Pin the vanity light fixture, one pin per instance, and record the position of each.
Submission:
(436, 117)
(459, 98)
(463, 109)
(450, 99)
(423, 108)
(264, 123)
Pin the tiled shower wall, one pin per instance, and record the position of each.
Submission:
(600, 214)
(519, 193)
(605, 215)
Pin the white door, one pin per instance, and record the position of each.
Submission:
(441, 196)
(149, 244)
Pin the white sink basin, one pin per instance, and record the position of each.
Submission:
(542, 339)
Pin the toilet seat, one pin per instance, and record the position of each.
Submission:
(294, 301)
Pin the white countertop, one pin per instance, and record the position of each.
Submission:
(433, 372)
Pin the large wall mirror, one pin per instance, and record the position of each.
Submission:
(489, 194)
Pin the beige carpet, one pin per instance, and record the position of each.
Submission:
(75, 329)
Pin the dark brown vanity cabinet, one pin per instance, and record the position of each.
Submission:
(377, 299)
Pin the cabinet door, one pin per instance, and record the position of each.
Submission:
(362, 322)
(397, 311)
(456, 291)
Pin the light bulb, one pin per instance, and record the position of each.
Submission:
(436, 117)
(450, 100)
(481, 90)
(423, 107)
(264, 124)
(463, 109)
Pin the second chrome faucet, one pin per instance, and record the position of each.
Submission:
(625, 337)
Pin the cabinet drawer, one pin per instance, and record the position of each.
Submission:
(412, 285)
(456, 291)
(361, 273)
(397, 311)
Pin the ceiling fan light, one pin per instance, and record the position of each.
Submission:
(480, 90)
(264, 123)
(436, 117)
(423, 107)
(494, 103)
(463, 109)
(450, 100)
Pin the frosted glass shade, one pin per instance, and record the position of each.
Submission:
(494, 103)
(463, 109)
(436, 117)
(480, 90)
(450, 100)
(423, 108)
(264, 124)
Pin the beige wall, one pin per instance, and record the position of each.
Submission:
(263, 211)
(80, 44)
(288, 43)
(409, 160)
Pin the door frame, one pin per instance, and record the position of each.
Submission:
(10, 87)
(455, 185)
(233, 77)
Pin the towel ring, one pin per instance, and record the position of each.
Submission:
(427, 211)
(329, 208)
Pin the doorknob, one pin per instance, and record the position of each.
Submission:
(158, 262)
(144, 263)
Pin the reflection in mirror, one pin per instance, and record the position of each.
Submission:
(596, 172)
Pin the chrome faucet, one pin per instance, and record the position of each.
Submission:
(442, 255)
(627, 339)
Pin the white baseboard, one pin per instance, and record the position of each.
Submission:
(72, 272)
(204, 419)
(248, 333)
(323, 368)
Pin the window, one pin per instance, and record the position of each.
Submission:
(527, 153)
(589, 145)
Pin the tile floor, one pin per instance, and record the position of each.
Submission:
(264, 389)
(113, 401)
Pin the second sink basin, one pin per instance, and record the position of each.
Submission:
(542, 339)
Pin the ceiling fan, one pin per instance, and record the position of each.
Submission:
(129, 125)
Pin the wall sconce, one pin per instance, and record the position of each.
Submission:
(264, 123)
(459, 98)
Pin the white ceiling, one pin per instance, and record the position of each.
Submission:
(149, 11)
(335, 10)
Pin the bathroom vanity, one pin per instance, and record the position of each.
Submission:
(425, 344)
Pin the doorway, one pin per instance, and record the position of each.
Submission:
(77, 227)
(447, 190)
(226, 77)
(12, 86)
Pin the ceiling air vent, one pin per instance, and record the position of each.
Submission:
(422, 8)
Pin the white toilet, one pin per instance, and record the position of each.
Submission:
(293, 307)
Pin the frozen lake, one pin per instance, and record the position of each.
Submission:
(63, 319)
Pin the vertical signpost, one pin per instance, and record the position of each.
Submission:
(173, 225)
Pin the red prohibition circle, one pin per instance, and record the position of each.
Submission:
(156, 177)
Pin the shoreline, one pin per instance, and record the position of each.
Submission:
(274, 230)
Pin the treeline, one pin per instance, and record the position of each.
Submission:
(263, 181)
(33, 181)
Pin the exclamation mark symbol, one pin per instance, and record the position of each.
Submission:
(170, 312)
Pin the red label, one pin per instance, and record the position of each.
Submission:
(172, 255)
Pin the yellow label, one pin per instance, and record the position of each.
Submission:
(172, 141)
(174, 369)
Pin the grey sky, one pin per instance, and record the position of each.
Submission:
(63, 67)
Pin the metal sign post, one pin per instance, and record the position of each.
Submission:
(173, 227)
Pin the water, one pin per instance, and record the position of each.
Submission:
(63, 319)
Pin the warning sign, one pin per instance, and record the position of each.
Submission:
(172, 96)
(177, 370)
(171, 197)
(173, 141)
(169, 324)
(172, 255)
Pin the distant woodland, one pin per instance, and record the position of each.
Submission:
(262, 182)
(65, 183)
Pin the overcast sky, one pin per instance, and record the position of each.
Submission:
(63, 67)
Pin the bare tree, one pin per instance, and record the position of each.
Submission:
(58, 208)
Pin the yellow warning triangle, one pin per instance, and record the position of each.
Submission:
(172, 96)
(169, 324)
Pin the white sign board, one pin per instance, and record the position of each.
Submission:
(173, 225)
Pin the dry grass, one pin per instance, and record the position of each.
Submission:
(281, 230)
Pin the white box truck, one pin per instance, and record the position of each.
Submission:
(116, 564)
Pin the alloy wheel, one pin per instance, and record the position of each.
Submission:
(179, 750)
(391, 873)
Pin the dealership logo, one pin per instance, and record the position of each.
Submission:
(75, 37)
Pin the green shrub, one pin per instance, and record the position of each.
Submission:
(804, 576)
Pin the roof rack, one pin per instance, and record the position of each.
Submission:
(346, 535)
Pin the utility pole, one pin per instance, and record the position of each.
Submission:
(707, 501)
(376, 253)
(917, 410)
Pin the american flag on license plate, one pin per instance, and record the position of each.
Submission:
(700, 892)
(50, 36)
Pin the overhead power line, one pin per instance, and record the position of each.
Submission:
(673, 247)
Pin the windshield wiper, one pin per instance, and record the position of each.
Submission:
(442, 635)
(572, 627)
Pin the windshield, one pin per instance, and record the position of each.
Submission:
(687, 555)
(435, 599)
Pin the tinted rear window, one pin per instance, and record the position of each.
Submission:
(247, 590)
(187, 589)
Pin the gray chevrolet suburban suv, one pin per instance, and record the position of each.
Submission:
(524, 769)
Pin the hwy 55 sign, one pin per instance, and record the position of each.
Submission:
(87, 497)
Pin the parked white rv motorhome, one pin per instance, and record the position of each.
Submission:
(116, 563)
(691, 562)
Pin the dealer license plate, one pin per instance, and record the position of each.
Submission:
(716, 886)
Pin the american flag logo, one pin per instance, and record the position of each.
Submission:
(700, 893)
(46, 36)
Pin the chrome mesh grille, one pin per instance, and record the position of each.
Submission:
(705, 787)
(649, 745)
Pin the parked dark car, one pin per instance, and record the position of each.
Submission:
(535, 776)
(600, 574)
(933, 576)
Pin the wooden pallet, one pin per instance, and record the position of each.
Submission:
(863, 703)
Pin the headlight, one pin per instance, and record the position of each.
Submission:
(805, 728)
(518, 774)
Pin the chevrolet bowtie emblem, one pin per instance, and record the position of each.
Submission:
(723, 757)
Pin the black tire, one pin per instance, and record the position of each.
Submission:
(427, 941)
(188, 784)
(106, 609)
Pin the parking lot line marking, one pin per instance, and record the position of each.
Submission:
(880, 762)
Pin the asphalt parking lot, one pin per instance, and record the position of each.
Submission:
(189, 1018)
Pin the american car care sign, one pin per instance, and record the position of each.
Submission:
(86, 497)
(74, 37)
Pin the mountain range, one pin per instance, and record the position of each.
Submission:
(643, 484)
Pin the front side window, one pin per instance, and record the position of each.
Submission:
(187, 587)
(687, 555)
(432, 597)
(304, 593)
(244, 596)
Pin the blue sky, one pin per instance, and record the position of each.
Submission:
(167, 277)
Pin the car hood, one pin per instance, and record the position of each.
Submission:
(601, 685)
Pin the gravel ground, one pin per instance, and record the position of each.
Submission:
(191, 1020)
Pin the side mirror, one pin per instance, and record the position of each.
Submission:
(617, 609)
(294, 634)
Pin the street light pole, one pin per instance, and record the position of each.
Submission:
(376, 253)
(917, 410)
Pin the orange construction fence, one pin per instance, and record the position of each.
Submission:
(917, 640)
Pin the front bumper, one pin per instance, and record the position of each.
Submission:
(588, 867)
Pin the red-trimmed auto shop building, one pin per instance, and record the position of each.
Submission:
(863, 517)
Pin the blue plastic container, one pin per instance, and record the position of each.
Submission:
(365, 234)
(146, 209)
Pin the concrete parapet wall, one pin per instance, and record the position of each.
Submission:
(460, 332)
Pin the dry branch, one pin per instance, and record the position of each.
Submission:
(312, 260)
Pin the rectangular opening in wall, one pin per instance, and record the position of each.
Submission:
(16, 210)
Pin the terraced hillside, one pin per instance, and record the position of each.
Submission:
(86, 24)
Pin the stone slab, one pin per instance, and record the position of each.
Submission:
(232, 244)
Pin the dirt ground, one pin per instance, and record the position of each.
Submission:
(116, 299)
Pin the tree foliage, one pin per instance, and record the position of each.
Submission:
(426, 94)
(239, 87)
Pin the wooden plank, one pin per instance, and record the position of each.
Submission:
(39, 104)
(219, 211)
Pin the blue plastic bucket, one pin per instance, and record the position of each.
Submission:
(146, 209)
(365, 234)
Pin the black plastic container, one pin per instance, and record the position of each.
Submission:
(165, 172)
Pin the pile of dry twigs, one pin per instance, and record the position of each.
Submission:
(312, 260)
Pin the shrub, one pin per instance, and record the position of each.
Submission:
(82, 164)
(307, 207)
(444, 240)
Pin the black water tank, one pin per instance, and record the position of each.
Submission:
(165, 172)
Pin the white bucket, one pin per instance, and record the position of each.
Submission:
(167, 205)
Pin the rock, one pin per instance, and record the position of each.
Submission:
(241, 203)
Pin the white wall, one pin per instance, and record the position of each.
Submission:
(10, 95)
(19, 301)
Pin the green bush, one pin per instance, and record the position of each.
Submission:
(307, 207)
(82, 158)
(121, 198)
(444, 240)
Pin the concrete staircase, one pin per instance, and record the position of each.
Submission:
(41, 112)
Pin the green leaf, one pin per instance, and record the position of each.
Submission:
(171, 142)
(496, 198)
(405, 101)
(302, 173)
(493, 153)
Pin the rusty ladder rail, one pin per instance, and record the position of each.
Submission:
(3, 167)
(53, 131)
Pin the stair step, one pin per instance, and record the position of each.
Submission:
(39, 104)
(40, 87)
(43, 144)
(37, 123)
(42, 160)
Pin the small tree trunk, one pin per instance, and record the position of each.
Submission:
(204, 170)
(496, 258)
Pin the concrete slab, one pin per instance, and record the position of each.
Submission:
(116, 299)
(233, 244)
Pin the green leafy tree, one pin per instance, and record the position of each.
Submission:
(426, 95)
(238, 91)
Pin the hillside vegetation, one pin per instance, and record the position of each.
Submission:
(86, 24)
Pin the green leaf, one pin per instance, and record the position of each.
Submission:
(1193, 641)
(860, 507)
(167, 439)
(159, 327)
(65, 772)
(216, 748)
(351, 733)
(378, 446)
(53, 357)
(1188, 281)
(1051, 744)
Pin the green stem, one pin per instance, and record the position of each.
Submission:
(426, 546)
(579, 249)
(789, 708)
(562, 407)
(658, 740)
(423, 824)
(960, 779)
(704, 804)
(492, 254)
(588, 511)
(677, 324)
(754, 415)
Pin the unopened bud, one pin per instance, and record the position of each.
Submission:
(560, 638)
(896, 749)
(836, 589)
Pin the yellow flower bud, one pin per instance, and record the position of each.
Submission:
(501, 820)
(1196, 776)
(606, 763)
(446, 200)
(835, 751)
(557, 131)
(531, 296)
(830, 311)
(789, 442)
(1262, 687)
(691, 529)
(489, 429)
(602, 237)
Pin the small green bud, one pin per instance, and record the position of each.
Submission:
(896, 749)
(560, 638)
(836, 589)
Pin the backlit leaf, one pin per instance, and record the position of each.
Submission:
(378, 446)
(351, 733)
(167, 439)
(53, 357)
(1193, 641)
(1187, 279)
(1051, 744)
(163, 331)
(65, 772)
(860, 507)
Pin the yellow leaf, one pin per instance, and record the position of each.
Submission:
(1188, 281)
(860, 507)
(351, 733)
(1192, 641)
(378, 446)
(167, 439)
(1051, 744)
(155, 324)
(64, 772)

Exercise prompt → Exactly reproduce the lines from the one containing "Pin the unopened" through the end of the records, and only those lines.

Result →
Pin the unopened bud, one pin per instance, and record the position of each.
Submission:
(560, 638)
(896, 749)
(836, 589)
Pin the yellow flower bud, one pin per instance, and record the position of each.
Submission:
(501, 820)
(1196, 776)
(606, 763)
(446, 200)
(835, 751)
(557, 131)
(531, 296)
(830, 311)
(789, 442)
(1262, 687)
(691, 529)
(489, 429)
(602, 237)
Pin the small green bud, one pin per instance, and record the position of each.
Submission:
(896, 749)
(560, 638)
(836, 589)
Pin the backlit leaf, one pin per instance, and record the position of each.
Submission:
(378, 446)
(351, 733)
(167, 439)
(53, 357)
(1193, 641)
(1187, 279)
(1051, 744)
(163, 331)
(65, 772)
(860, 507)
Pin the yellow leaf, one pin per instance, and record the position of each.
Submission:
(1188, 281)
(860, 507)
(351, 733)
(1192, 641)
(378, 446)
(167, 439)
(1051, 744)
(155, 324)
(64, 772)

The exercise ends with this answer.